··· SOURCE

Highway Robbery

Or how supposed progressives in our state legislature work against clean energy and the environment

Or how supposed progressives in our state legislature work against clean energy and the environment

By

I recently received the registration for my hybrid car and realized that we need to talk about this state-sponsored racket. No wait, before I continue, and before you accuse me of being a Hardcore Trump Loving Republican trying to secretly bring down the Corporate Democrat Shewmake cartel, I want to verify that I am a card-carrying, Bernie-supporting liberal. Well, ok most of the time I don’t have a party at all because the major parties generally disappoint me. But when it comes to the environment, infrastructure, or social policies, I think we need to get some way-better Democrats. Or at least ones that don’t lie to us all of the time to protect special interests. And, it turns out, the tabs for my hybrid are a perfect example of where and why things are going wrong.

Did you know that in Washington, owners of “green vehicles” are charged the highest green vehicle registration fees in the nation? We do this, apparently, to offset the “loss of revenue that the state gets from gas taxes.” All-electric and hybrid vehicle owners are financially punished by the state legislature for going Green. So Hybrid vehicles pay an additional tax of $75, and all-electric vehicles pay an additional $150. Does this approach seem counter-intuitive to anyone else? It certainly doesn’t encourage adoption of cleaner vehicles like most other states do, and it doesn’t hold carbon emitters accountable for polluting.

······

__PROBLEMS__.
**A.** In the passage on vehicle registration fees, what additional tax does Washington charge owners of hybrid vehicles?
**B.** Carry the passage on vehicle registration fees forward from its last sentence.
The lines after this point have no connection to the passage on vehicle registration fees.

··· STORED DATA

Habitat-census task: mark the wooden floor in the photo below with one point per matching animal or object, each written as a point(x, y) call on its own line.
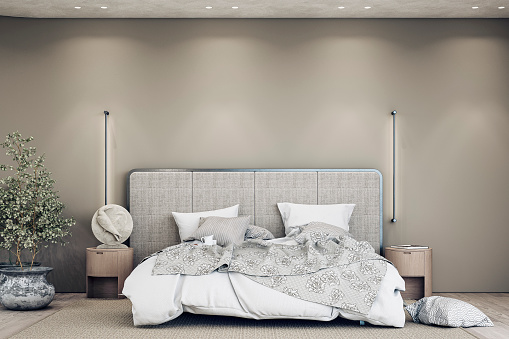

······

__TASK-BY-TASK OUTPUTS__.
**A.** Hybrid vehicles pay an additional tax of $75.

**B.**
This tax was originally sponsored by Representatives Fey, Orcutt, Slatter, Doglio, Tharinger, and Ramos. These are all, we should note, neo-liberal Democrats that claim to be progressives who care about the environment. When what they’re actually doing is protecting big oil interests, just like their Republican “opponents.” Because there aren’t really different parties, it’s just one big bunch of powerful, wealthy people who are trying to maintain the status quo. For an excellent article on neo-liberalism, please see this article from the Guardian, “the ideology at the Root of all of our Problems.” 

About Jon Humphrey

Citizen Journalist • Bellingham • Member since May 23, 2017

Jon Humphrey is currently a music educator in Bellingham and very active in the community. He also has decades of professional IT experience including everything from support to development. He [...]

Comments by Readers

Behnoosh Armani

Apr 24, 2022

You bring up a great point. Probably, most people are not aware until their 1st bill arrives. How about starting a petition?? I bet most people would would sign it.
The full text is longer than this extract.